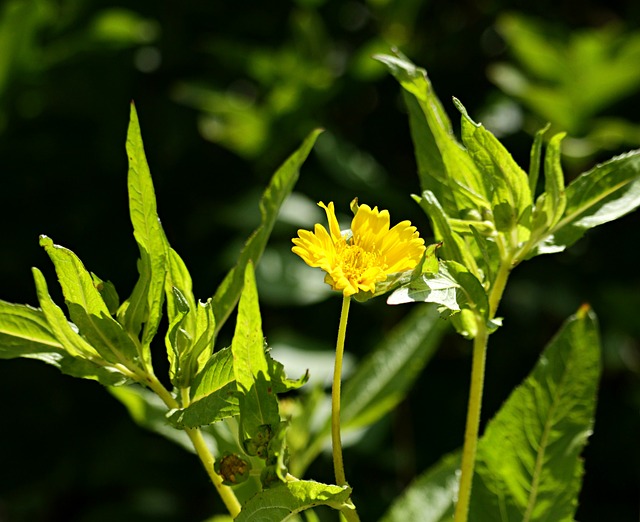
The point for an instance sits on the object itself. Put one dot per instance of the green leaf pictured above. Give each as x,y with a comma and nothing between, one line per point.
454,246
148,411
108,292
605,193
535,160
258,403
279,188
278,376
87,309
213,394
25,332
145,304
554,180
281,502
528,465
429,498
383,379
507,183
444,167
455,289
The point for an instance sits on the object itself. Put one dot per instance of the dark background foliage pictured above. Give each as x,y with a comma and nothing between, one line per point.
224,91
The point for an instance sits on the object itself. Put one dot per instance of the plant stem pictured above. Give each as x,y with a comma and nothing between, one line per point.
498,286
195,435
473,421
349,512
226,493
336,442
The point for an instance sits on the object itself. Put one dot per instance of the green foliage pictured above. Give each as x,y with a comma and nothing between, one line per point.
569,80
281,502
481,203
487,217
528,461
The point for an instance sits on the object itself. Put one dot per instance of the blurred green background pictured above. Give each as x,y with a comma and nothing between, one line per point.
224,91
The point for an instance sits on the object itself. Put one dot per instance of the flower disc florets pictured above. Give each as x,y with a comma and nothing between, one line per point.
357,260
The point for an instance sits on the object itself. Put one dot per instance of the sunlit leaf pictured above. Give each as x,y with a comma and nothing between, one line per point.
214,394
258,403
280,502
606,192
444,167
144,307
528,465
87,309
25,332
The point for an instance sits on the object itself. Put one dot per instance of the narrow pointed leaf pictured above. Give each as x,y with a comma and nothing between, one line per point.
87,309
214,394
608,191
536,160
444,167
279,188
258,403
144,307
25,332
528,465
509,185
279,503
554,181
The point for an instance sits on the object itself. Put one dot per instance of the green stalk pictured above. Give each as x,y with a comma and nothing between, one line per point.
349,510
475,393
197,440
473,422
226,493
336,441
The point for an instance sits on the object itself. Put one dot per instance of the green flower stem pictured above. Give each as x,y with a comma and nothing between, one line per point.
195,435
473,421
226,493
498,286
349,512
336,441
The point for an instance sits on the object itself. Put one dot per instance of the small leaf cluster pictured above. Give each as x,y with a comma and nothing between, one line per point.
489,213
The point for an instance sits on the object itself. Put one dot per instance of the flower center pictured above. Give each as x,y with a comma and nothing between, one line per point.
355,260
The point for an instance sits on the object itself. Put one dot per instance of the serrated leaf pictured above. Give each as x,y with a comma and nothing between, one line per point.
279,188
453,244
431,497
148,411
278,503
25,332
444,167
214,394
508,184
144,307
528,464
554,180
87,309
258,403
606,192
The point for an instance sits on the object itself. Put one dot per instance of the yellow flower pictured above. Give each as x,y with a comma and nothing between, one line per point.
356,261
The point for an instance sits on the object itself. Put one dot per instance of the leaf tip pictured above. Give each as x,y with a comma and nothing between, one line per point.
45,241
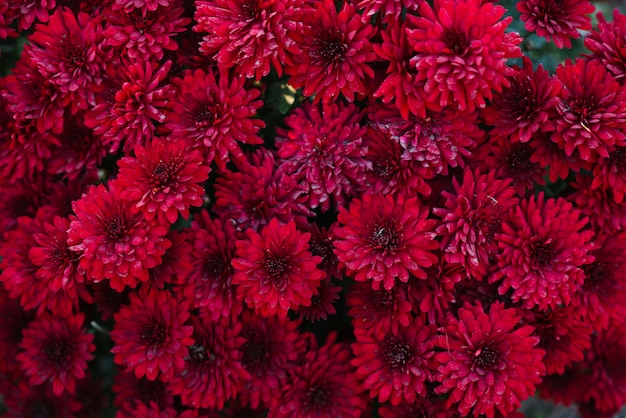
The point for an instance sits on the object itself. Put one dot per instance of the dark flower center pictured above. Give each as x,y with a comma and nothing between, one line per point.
456,40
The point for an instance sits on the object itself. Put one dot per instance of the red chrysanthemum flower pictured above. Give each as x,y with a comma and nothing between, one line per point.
272,348
135,100
543,248
249,35
69,54
336,50
592,107
56,350
141,34
556,20
472,216
608,43
384,238
215,113
163,179
323,149
323,386
489,362
525,106
213,370
150,336
113,238
274,270
395,366
461,51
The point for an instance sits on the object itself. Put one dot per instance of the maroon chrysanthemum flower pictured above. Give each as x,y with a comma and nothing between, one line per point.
163,179
395,366
56,350
323,149
461,49
556,20
608,43
150,336
213,370
141,34
323,386
385,238
472,216
543,248
592,110
250,35
489,362
113,238
274,270
336,50
215,113
525,106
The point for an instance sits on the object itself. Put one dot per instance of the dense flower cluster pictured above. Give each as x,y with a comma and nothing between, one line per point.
311,208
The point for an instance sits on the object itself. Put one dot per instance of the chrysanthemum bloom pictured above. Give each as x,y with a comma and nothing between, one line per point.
214,113
608,43
69,53
258,192
381,311
323,149
489,362
272,347
113,238
525,106
592,110
385,238
249,35
213,370
163,179
556,20
56,351
563,336
461,50
543,248
472,216
144,34
597,300
323,386
274,270
209,284
394,367
150,334
138,102
336,50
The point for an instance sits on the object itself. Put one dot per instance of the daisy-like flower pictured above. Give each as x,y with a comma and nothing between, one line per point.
336,50
56,350
323,149
489,363
385,238
525,106
592,110
249,35
395,367
543,248
141,34
213,370
113,239
323,385
274,270
214,113
150,334
461,50
68,51
556,20
163,179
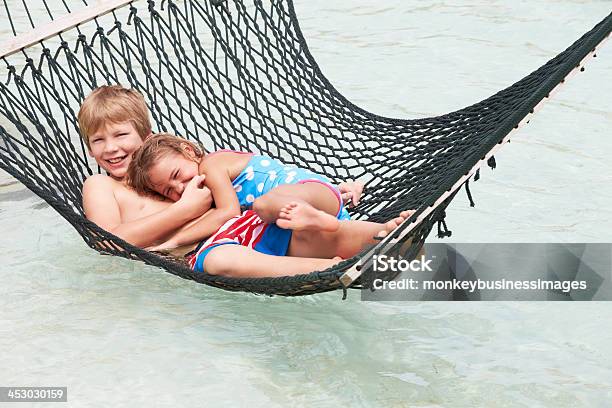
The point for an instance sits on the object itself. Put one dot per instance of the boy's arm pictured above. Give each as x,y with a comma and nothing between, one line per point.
101,207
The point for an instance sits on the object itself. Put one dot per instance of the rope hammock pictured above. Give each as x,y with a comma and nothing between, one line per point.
239,75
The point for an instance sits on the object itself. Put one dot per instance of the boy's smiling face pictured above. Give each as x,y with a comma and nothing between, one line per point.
112,147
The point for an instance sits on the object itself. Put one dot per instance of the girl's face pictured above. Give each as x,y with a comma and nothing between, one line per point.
171,174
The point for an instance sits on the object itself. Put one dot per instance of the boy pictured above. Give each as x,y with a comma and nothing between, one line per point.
114,122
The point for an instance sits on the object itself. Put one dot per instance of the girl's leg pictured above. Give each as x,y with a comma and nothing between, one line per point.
318,195
350,238
241,262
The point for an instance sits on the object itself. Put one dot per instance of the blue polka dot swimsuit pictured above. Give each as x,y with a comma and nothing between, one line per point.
263,173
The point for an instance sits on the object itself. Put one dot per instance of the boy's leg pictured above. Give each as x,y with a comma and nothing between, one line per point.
240,262
318,195
350,238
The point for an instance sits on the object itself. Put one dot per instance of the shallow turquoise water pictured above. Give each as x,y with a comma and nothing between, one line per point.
118,333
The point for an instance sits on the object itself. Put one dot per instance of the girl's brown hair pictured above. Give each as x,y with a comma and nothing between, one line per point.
154,148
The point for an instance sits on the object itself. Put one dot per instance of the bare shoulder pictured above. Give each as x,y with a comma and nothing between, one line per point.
99,199
224,162
98,180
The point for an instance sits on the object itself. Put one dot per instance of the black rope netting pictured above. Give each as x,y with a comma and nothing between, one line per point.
238,75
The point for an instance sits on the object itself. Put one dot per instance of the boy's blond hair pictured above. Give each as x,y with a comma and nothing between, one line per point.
153,149
113,104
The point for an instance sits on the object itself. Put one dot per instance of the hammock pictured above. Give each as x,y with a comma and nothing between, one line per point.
239,75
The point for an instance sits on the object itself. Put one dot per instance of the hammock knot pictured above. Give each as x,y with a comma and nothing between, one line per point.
80,40
133,11
116,26
12,70
29,64
469,194
443,230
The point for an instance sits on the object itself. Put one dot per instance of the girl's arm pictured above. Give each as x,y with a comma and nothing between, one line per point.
226,205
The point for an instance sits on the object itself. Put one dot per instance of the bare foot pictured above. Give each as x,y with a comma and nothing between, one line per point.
303,216
394,223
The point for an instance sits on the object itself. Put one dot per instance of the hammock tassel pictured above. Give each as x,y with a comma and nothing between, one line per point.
469,193
442,228
491,162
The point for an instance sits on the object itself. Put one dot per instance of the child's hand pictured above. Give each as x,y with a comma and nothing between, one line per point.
163,247
196,198
351,192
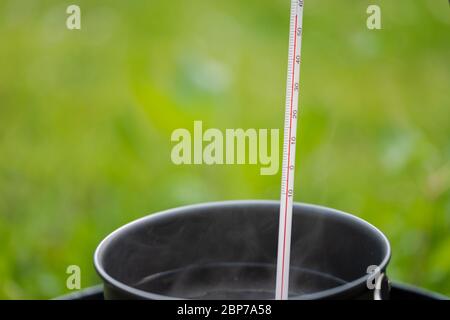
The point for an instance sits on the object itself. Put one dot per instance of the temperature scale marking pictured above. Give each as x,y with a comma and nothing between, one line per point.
290,129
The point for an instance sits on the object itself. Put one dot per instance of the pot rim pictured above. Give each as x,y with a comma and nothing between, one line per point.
329,293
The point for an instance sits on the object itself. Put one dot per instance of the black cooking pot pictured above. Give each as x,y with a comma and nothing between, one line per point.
227,250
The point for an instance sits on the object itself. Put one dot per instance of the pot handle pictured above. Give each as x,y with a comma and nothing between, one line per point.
382,288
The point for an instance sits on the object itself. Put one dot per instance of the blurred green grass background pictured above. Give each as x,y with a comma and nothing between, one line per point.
86,118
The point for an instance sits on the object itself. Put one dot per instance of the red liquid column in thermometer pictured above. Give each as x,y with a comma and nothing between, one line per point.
290,132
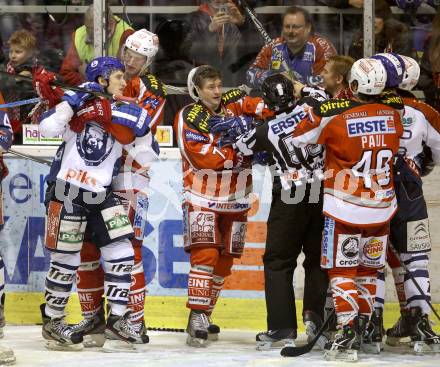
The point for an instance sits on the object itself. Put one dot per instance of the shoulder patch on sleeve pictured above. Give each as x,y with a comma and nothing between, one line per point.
154,85
196,116
232,96
333,107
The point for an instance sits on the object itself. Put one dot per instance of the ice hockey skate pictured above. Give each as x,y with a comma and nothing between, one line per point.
92,329
400,331
213,330
313,323
274,339
341,348
120,334
59,335
197,329
2,315
424,338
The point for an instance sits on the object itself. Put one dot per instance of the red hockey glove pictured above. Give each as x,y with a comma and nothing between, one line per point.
98,110
41,79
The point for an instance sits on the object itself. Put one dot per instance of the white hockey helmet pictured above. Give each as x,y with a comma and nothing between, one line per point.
370,76
411,74
143,42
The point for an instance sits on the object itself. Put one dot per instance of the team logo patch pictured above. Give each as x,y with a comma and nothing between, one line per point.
370,125
348,250
418,238
202,227
94,144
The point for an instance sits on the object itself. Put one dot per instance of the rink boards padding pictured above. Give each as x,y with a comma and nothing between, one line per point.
171,312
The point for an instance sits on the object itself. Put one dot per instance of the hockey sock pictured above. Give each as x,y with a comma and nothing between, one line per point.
136,299
59,281
217,286
345,298
118,264
379,300
199,287
90,280
399,277
417,265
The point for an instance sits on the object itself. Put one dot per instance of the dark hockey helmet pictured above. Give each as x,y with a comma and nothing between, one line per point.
278,92
103,66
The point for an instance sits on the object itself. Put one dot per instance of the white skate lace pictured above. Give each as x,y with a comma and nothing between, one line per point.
61,328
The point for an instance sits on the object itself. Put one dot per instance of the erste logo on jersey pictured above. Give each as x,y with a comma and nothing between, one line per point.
94,144
371,125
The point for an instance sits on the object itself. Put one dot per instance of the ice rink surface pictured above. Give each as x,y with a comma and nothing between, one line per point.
234,348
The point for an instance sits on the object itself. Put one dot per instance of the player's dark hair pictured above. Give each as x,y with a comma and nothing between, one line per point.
205,72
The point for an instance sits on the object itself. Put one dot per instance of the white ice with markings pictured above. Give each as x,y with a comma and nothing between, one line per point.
234,348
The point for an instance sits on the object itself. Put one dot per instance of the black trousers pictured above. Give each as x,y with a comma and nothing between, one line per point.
293,228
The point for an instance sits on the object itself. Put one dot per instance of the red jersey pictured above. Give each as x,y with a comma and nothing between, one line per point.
361,140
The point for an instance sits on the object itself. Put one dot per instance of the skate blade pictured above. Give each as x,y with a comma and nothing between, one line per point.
55,345
371,348
341,355
279,344
118,346
420,347
196,342
94,340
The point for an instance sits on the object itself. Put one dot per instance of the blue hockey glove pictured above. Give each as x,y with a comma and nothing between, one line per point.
132,116
76,99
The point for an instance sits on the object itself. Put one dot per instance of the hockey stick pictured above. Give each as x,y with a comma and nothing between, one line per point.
20,103
68,87
415,282
298,351
30,157
265,35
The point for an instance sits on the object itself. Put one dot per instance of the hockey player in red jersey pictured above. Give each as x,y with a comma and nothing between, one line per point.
217,184
361,138
409,236
131,185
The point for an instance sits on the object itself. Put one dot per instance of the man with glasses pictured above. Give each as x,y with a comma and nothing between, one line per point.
304,52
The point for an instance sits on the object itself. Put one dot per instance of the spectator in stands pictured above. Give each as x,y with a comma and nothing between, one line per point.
304,52
429,80
216,31
391,35
81,51
22,51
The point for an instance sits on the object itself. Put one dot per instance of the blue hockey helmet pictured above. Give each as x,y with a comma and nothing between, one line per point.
103,66
394,66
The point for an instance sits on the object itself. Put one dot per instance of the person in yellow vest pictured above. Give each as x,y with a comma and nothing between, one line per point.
81,51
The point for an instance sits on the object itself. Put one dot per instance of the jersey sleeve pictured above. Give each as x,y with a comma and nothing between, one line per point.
201,149
324,50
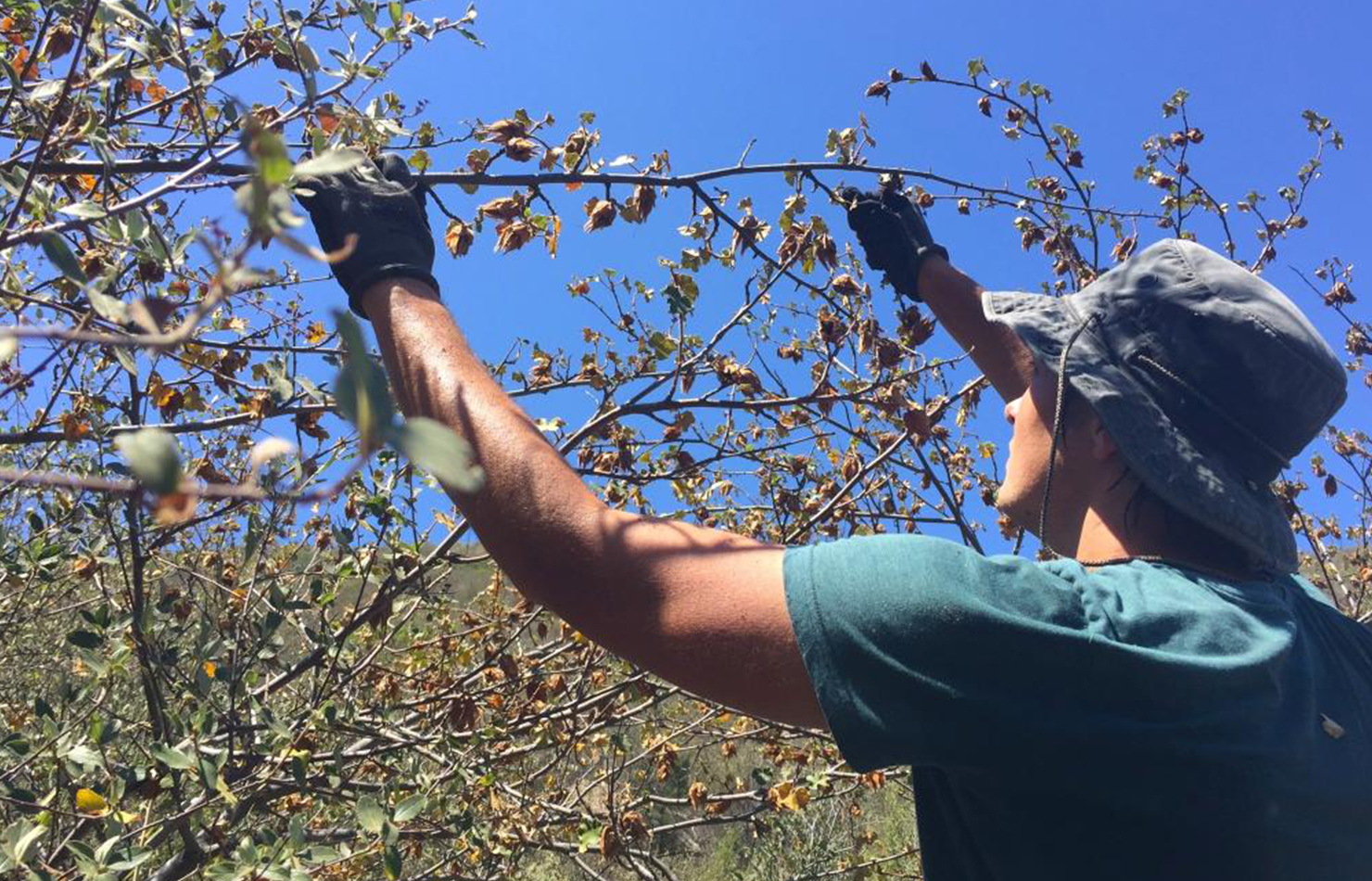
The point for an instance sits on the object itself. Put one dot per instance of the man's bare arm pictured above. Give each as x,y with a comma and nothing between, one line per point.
955,300
702,608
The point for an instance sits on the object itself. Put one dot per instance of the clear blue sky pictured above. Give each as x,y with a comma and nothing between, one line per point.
704,79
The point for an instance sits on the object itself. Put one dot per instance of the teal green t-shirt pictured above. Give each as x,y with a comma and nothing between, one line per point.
1134,722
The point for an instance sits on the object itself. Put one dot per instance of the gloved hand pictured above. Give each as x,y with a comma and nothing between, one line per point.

*What is being asked:* Leave out the pictures, and please output only the lines from the line that contains "of the spectator" through the end of the data, both ends included.

*Result below:*
The point for an instance sits on the object itself. Put one dot per instance of the spectator in stands pictured above. Give each as x,y with a comma and nothing between, one line per point.
304,52
429,80
216,31
391,35
81,51
22,51
The point for an instance sits on the object itself. Put one dot per instance of the blue hockey helmet pictured above. Give each as x,y with a comma and nothing between, one line per point.
103,66
394,66
The point for an instance sits on the object itself. Put one dot per instance of the person in yellow vest pictured above. Give each as x,y with a comma and nothing between, one line per point.
81,51
The point for an instance sits on the object itself. Put one dot per instance of the jersey sleeve pictured above. Give each as x,y with a comma and nothing between, one line per point.
201,149
324,50
The point for an instance sits on the object itself. Put one dot per instance of the man's bare arm pictured above. Give each as x,y with a comma and nothing between, one line per point.
955,300
702,608
The point for an instance sits on the object itself. Put one dot per instance of the clear blue sky pictured above. Give each as x,y with a comma and nothing between, one line per point.
704,79
The point for an instance sits on the object itself. Put one dot per instance of the teal green t-shirt pictured above. Give each as x,y with a comma and nothing between, one line per point.
1134,722
The point for an instance sits on the object itself. Put one dot per instance of the gloved hand pictured above. Give each as x,y with a comma and nothing between, one line per point.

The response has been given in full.